— Start Excerpt to read —

Showing posts with label Pay Attention. Show all posts
Showing posts with label Pay Attention. Show all posts

Saturday, January 23, 2010

Paying Attention

In Reimagining the Good Life, Michael Schuler asks "Is the quality of our attention such that we accurately perceive what's going on around us and inside ourselves?"

Paying attention is something I have been working on for the last year. It is easy to distract myself with the Internet, music, books, work, etc.. But turning them off and just being there makes it easier to put things in perspective and to value what you have.

Since last January, I have been reading a number of Buddhism books and started practicing yoga and occasionally attending group meditations. I also give myself time just to think and be, without having to accomplish anything or be any certain way. I have found that in the past I got caught up in how I "should" live, and this interferes with my enjoyment and appreciation of how I already am living. By being still and pausing for just one or two minutes a day, I find that I am more appreciative and perceptive of how I am currently living my life. I don't get as caught up in what could happen, what did happen, or what is happening to others - rather I can pay more attention to how I am feeling and thinking and being.

— End Excerpt to read —

| The exercise |
In the blog post on paying attention, how long does the writer spend being still and pausing each day? Nothing in the material after this point is needed.

— Start Stored data —

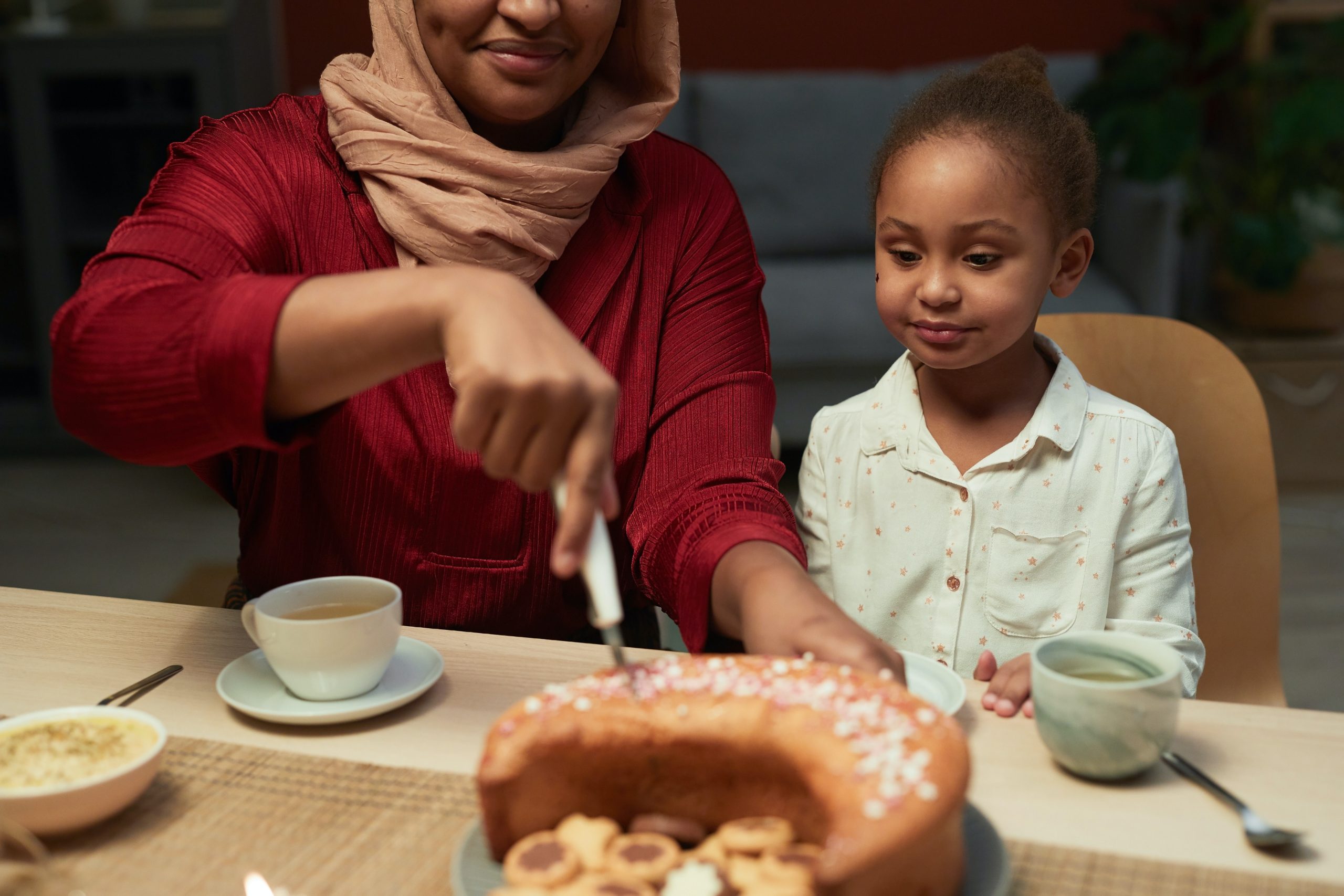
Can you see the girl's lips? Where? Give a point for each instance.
(523, 64)
(940, 335)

— End Stored data —

| Answer in full |
One or two minutes a day.